## Data for this task

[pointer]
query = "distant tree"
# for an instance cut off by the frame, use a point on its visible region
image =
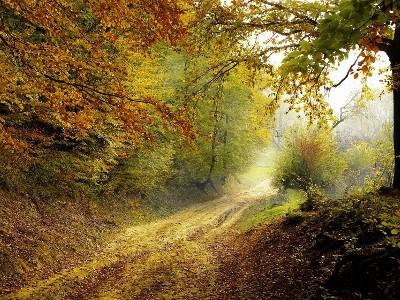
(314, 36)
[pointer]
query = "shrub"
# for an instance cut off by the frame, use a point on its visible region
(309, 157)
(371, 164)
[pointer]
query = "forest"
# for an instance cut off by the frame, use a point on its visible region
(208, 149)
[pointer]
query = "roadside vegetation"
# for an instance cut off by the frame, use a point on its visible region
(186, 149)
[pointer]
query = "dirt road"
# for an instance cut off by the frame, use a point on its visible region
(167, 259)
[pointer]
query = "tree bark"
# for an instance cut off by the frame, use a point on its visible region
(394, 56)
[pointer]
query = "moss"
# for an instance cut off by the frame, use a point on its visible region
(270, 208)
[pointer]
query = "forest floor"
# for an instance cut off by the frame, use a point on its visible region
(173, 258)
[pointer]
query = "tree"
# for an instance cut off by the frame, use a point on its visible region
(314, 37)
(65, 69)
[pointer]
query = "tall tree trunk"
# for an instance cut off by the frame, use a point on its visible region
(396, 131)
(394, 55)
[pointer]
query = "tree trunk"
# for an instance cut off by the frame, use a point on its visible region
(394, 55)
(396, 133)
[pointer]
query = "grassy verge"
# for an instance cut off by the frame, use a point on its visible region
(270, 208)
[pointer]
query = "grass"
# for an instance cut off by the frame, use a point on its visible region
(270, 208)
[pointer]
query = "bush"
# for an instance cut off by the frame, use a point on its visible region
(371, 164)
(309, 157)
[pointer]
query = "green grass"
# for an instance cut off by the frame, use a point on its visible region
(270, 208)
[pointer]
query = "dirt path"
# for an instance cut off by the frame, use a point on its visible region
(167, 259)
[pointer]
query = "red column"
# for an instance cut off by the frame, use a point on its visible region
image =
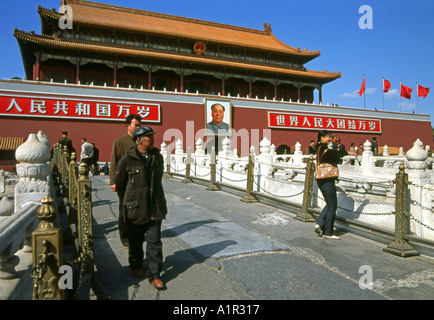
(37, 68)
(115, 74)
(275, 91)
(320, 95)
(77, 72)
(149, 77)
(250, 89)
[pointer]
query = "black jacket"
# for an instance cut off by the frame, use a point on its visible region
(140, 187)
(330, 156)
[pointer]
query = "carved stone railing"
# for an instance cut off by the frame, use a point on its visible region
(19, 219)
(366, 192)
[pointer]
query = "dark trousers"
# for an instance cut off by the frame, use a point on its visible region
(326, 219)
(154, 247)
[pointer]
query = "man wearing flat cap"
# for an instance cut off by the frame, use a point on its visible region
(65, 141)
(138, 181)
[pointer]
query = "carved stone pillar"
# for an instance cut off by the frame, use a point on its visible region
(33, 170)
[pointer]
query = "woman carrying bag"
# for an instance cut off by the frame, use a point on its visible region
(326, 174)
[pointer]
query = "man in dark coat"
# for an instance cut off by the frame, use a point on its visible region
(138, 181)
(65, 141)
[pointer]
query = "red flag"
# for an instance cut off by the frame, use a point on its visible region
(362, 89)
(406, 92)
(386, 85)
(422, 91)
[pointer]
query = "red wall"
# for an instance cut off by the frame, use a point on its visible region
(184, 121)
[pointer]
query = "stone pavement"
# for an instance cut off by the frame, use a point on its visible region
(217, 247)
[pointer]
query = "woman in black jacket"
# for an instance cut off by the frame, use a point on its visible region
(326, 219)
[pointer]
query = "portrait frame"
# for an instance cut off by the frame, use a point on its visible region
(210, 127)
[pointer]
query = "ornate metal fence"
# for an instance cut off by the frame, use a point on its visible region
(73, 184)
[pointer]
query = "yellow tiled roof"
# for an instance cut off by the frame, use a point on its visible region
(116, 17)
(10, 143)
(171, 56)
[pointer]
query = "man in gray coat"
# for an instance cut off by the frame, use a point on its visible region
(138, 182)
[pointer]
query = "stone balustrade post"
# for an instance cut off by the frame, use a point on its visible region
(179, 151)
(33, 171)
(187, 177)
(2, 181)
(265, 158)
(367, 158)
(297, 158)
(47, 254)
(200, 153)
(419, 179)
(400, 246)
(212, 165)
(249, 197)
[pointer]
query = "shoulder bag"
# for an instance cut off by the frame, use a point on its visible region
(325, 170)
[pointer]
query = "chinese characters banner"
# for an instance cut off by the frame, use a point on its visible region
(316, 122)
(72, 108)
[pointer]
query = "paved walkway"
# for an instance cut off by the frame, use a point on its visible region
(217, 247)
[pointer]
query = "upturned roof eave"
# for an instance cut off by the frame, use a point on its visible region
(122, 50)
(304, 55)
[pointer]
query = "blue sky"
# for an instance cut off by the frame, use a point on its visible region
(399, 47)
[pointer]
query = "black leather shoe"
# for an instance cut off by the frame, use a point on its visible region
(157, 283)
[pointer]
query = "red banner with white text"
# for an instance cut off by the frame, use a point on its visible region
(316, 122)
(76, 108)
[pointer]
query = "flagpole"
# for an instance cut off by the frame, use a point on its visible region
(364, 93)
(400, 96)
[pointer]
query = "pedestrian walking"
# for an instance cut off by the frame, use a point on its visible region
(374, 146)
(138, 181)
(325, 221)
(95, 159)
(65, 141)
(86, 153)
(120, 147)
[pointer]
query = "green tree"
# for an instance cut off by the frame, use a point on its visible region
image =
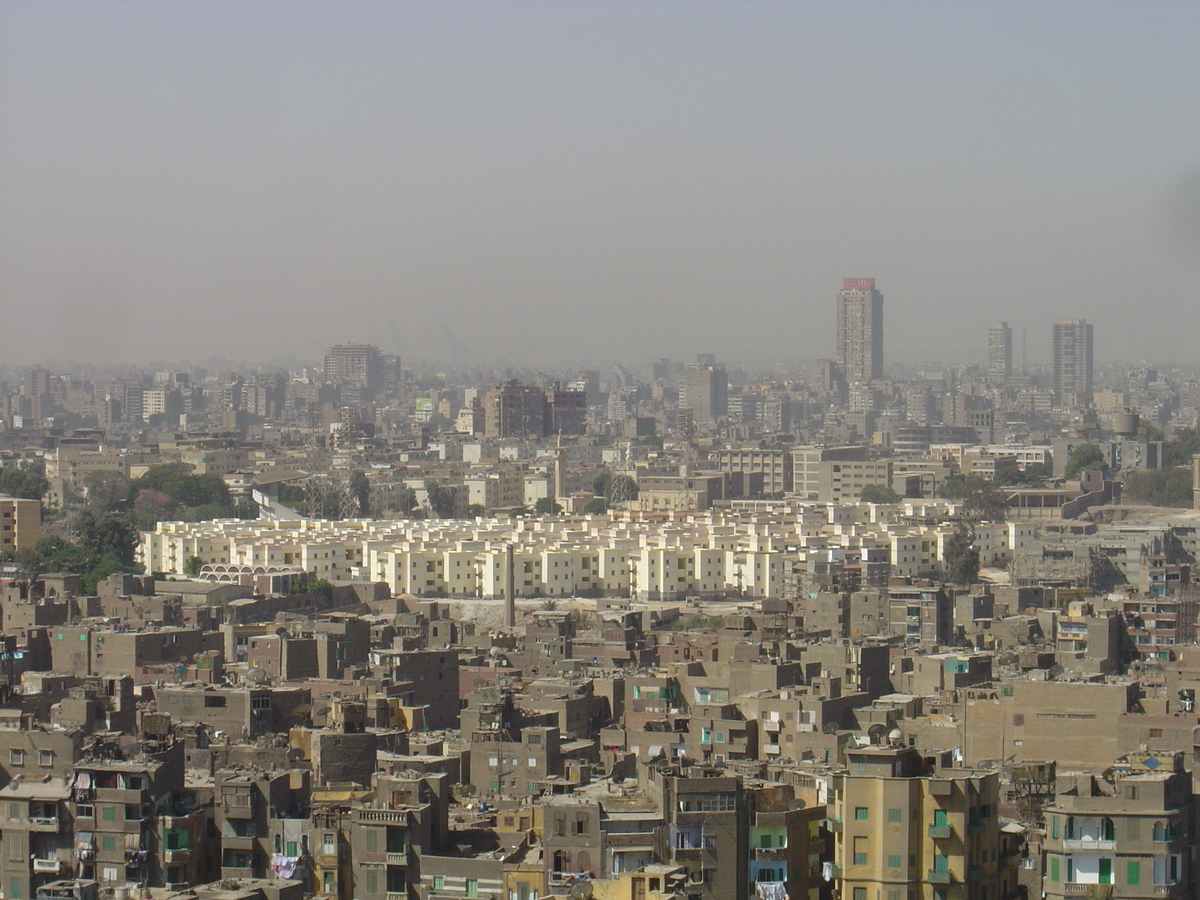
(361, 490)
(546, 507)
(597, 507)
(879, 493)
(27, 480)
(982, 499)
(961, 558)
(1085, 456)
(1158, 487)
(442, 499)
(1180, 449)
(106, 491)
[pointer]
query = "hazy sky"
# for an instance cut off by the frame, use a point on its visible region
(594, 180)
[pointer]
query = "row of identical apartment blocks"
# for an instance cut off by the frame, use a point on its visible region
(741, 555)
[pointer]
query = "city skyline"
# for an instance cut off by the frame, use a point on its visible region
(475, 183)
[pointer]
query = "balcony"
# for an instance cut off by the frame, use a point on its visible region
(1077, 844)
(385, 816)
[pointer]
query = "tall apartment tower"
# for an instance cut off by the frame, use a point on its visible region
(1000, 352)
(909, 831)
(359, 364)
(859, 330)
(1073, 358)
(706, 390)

## Stated goal
Return the full material word for word. Do not include the pictures.

## Solution to this problem
[pointer]
query = "distant tree"
# for an instance cut off by the frame, use a point on its visible region
image =
(314, 36)
[pointer]
query = "shrub"
# for an instance cut off by the frame, use a point on its visible region
(309, 157)
(371, 164)
[pointer]
query = "forest"
# for an instance cut off by the frame, use a point on its visible region
(208, 149)
[pointer]
query = "roadside vegetation"
# for an instance cut off by the frame, use a point on its visible region
(186, 149)
[pointer]
query = "dirt road"
# for an instance cut off by the frame, use a point on its visible region
(167, 259)
[pointer]
query = "tree bark"
# for an instance cut off by the frame, use a point on its visible region
(394, 56)
[pointer]
query = "moss"
# for an instance cut off by the frame, use a point on its visible region
(270, 208)
[pointer]
query = "forest floor"
# for an instance cut off by the frame, use a point on its visible region
(173, 258)
[pointer]
query = "tree"
# for an instance cut off by the frame, use a point on its visible region
(314, 37)
(65, 69)
[pointer]
query = "tall tree trunk"
# for an instance cut off by the frame, use a point on its visible region
(396, 131)
(394, 55)
[pointer]
query = "tree trunk"
# for an instance cut off by the frame, use a point on its visible region
(394, 55)
(396, 133)
[pointer]
query = "grassy verge"
# for an instance cut off by the frame, use a point on its visible region
(270, 208)
[pointer]
query = "grass"
# for an instance cut off by the frame, use a point on its visible region
(270, 208)
[pointer]
query = "bush"
# for an instance cut off by the frame, use a point on its visible region
(371, 164)
(309, 157)
[pointer]
query = "green grass"
# for an instance cut off by the frame, use a point on its visible region
(270, 208)
[pointer]
query = "dirt path"
# for an instance cut off by the frame, use a point on its visible region
(167, 259)
[pointer]
query = "red column"
# for an instance cut off by the frame, use a point on its visible region
image =
(37, 68)
(115, 74)
(275, 91)
(320, 95)
(77, 72)
(149, 77)
(250, 89)
[pointer]
query = "black jacket"
# for an instance cut off by the frame, use a point on its visible region
(140, 187)
(330, 156)
[pointer]
query = "carved stone railing"
# for an instance cut off by the frame, use a point on its visible region
(19, 219)
(366, 192)
[pointer]
query = "dark trousers"
# for an instance cut off by the frame, use a point on its visible region
(326, 219)
(154, 247)
[pointer]
query = "man wearing flat cap"
# for an instance cut off by the frame, use a point on its visible region
(65, 141)
(138, 181)
[pointer]
query = "carved stone pillar"
# for an instance cut off by the frame, use a point on its visible region
(33, 170)
[pointer]
query = "woman carrying bag"
# for an instance cut off by the frame, use a point on its visible region
(326, 174)
[pointer]
query = "man in dark coat"
# for an instance cut off by the frame, use a point on its visible region
(138, 181)
(65, 141)
[pointer]
query = "red flag"
# for an instance cut off by the frame, use a point on its visible region
(362, 89)
(406, 92)
(386, 85)
(422, 91)
[pointer]
query = "red wall"
# for an instance cut off by the frame, use a point on its visible region
(184, 121)
[pointer]
query = "stone pavement"
# for an instance cut off by the frame, use a point on its visible region
(217, 247)
[pointer]
query = "woman in black jacket"
# for an instance cut off by the frame, use a point on its visible region
(326, 219)
[pointer]
query = "portrait frame"
# for an instance cut off by the frame, use a point on its visible region
(210, 127)
[pointer]
query = "ornate metal fence"
# for an instance cut off by the frame, use a point on its visible region
(73, 184)
[pointer]
query = "yellow tiled roof"
# for an instance cut off by the frame, use a point on its visible region
(116, 17)
(10, 143)
(171, 56)
[pointer]
query = "man in gray coat"
# for an instance cut off by the frame, use a point on its visible region
(138, 182)
[pointer]
query = "stone balustrade post"
# for an instance cut off by the frame, use a point on its visible region
(179, 151)
(33, 171)
(187, 177)
(2, 181)
(265, 158)
(367, 158)
(297, 158)
(47, 254)
(200, 153)
(419, 179)
(400, 246)
(212, 165)
(249, 197)
[pointer]
query = "shoulder bag"
# for an instance cut off by the frame, use a point on its visible region
(325, 170)
[pointer]
query = "chinese characters banner"
# for an instance cut off by the frame, use a point on its visible region
(316, 122)
(72, 108)
[pointer]
query = "paved walkway"
# for an instance cut off by the frame, use a point on its visible region
(217, 247)
[pointer]
query = "upturned roof eave"
# for an instance cut off by the frame, use a point on its visible region
(122, 50)
(304, 55)
[pointer]
query = "blue sky"
# for an instance cut off by the frame, use a point on its visible region
(399, 47)
[pointer]
query = "black leather shoe"
# for an instance cut off by the frame, use a point on its visible region
(157, 283)
[pointer]
query = "red banner with white text"
# for an instance cut off by the frame, use a point on its visible region
(316, 122)
(76, 108)
[pointer]
query = "flagpole"
# for an instance cut off by the frame, use a point on its visible region
(364, 93)
(400, 96)
[pointer]
query = "pedestrian walking"
# for an instance cut off by the frame, use a point on its visible region
(374, 146)
(138, 181)
(325, 221)
(95, 159)
(65, 141)
(86, 153)
(120, 147)
[pointer]
query = "green tree"
# for an instance cut off by the frame, use a point on its visible region
image =
(361, 490)
(546, 507)
(597, 507)
(879, 493)
(27, 480)
(982, 499)
(961, 558)
(1085, 456)
(1158, 487)
(442, 499)
(1180, 449)
(106, 491)
[pointer]
query = "hazy sky"
# for an instance cut off by the frame, use a point on its visible region
(594, 180)
[pointer]
query = "row of identical apartment blocks"
# for an instance cut off by the frame, use a point on its visible region
(741, 555)
[pointer]
query = "city skyline"
# for an instance cut off by the frame, use a point on its visible region
(475, 183)
[pointer]
query = "balcony"
# for an instance cut off by the frame, use a point on its visible region
(1077, 844)
(385, 816)
[pointer]
query = "tall apartment tower"
# for an instance cut off by the frame, use a point on its visible region
(1000, 352)
(909, 831)
(359, 364)
(859, 330)
(1073, 358)
(706, 390)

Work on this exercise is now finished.